_WHAT IS ASKED_
Rewrite the material below, replacing each "one dot apiece" with "one point each" and leaving all other wording unchanged. Omit the pictures from your version.

_DATASET_
--
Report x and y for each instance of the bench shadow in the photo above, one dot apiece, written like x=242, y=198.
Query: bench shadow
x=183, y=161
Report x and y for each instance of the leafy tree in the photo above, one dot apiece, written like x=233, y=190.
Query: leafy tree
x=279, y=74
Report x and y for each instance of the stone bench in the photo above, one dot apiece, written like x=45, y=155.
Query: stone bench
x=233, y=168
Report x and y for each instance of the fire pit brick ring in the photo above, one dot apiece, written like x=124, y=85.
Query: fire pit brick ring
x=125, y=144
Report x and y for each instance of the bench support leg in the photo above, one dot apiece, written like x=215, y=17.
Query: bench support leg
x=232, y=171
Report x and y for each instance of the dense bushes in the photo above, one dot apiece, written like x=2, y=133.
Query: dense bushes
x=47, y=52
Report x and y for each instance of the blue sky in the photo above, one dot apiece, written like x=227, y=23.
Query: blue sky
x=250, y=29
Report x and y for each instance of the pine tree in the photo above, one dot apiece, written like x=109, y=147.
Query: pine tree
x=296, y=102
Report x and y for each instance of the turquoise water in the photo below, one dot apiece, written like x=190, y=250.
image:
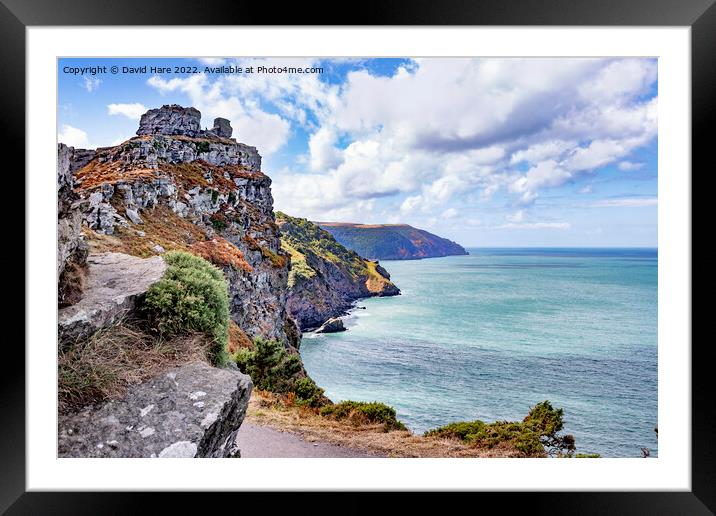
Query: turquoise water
x=488, y=335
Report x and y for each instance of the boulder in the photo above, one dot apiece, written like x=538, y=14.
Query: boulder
x=222, y=128
x=114, y=284
x=191, y=411
x=171, y=120
x=333, y=325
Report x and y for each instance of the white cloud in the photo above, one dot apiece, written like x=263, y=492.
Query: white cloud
x=436, y=130
x=132, y=111
x=450, y=213
x=73, y=137
x=628, y=166
x=91, y=83
x=626, y=202
x=536, y=225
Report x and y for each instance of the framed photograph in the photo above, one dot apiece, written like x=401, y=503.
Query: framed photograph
x=441, y=250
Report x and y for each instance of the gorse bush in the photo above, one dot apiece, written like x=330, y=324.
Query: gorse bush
x=308, y=393
x=535, y=436
x=191, y=296
x=364, y=412
x=271, y=368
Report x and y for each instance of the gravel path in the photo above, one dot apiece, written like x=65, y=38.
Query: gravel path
x=257, y=441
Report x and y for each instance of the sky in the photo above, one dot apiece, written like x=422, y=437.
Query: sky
x=489, y=152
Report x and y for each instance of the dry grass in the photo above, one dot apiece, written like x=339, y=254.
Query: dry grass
x=103, y=366
x=280, y=412
x=220, y=251
x=161, y=226
x=96, y=174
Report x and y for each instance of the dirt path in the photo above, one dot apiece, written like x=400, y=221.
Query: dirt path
x=257, y=441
--
_FULL RESPONSE_
Report x and y for each instance of the bench shadow in the photo above, one point each, written like x=242, y=198.
Query: bench shadow
x=183, y=161
Report x and y for each instance of the leafy tree in the photo above, one point each, written like x=233, y=190.
Query: leafy tree
x=279, y=74
Report x and y for each instance of the stone bench in the photo above, one point each, written like x=45, y=155.
Query: stone bench
x=233, y=168
Report x and y for each instance of the fire pit brick ring in the photo above, one point each, written like x=124, y=85.
Query: fire pit brick ring
x=125, y=144
Report x and y for each instance of the bench support leg in the photo above, one point each, written like x=215, y=17.
Query: bench support leg
x=232, y=171
Report x and y for each instance of the dense bushes in the photo above, one point each, written like x=2, y=133.
Query: dense bushes
x=47, y=52
Report x and y for each instance of the blue sky in the photo above, one point each, written like x=227, y=23.
Query: blue sky
x=250, y=29
Report x and y for each instance of the pine tree in the photo above, one point each, written like x=109, y=147.
Query: pine tree
x=296, y=102
Report x and y for each instance of the turquoise water in the photo below, one point each, written like x=190, y=250.
image:
Query: turquoise water
x=488, y=335
Report x and y for each instance of the boulder in the photo above, one point each, written like x=538, y=14.
Query: boulder
x=222, y=128
x=114, y=284
x=191, y=411
x=171, y=120
x=333, y=325
Report x and y for each instance of the white cloud in the photo above, one point each, written like x=263, y=492.
Query: white cloud
x=436, y=130
x=132, y=111
x=450, y=213
x=73, y=137
x=628, y=166
x=91, y=83
x=626, y=202
x=536, y=225
Report x and y for each instance of the framed photograph in the photo above, one point each, written like x=401, y=503.
Query: framed photograph
x=441, y=250
Report x and y for each instance of the gorse bush in the photo above, one point each, written like x=330, y=324.
Query: gorse bush
x=308, y=393
x=535, y=436
x=191, y=296
x=364, y=412
x=271, y=368
Report x and y for each instance of the gravel path in the photo above, one point each, written like x=65, y=38.
Query: gravel path
x=257, y=441
Report x and y for each instance of the sky in the photo above, one point each, written like x=422, y=437.
Query: sky
x=489, y=152
Report x and y for each instance of the dry grass in the photo above, one point each, written like x=339, y=254.
Query: dry grass
x=103, y=366
x=280, y=412
x=220, y=251
x=161, y=226
x=96, y=174
Report x and y for each instance of the dirt path in the photo above, one point each, written like x=400, y=221.
Query: dirt path
x=257, y=441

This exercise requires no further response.